Region annotation entries:
_ _ _ _

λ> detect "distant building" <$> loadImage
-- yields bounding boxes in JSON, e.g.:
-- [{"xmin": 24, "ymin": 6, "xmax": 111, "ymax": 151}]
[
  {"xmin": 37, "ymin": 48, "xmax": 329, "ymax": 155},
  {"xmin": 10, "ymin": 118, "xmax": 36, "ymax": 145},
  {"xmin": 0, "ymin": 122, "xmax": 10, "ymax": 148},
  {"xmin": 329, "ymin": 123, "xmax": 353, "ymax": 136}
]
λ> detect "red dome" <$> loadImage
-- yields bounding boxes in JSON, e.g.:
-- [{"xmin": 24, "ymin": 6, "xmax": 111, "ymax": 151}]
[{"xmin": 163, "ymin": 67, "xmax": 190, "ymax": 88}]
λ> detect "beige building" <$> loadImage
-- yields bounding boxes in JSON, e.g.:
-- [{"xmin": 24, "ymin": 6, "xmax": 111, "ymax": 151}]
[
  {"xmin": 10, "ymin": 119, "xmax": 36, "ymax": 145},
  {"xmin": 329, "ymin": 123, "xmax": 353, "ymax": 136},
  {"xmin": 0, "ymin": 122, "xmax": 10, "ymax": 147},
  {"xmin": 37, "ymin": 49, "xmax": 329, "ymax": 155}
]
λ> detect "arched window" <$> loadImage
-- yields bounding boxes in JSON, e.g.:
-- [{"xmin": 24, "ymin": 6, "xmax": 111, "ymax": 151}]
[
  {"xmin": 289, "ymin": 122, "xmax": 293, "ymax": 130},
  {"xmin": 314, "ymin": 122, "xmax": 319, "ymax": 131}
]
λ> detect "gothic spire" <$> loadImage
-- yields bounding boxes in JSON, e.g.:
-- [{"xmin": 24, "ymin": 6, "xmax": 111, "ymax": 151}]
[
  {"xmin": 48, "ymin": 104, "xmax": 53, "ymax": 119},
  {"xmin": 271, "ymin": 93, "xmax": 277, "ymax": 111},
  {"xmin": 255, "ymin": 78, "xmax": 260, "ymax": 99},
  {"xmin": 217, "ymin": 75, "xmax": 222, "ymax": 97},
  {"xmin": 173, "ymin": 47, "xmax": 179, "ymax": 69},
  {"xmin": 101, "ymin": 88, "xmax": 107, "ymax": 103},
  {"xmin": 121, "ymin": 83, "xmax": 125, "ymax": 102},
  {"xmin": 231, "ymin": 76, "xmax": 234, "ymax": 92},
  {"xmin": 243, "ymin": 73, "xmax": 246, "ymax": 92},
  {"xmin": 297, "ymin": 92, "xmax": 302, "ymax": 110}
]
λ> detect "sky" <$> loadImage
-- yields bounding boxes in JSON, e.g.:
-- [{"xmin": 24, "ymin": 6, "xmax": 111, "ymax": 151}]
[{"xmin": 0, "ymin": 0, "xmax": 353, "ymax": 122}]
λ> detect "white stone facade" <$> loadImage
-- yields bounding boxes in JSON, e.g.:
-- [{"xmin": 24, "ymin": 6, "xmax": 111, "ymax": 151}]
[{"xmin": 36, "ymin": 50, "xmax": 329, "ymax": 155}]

_ _ _ _

Brief: Return each line of the rows above that contains the word "detect", copied in full.

Solution below:
λ> detect "distant building" <$> loadImage
λ> detect "red dome" <$> loadImage
λ> detect "beige building" <$> loadImage
λ> detect "arched window" <$> loadImage
λ> detect "gothic spire" <$> loadImage
λ> detect "sky" <$> loadImage
λ> detect "white stone facade" <$> loadImage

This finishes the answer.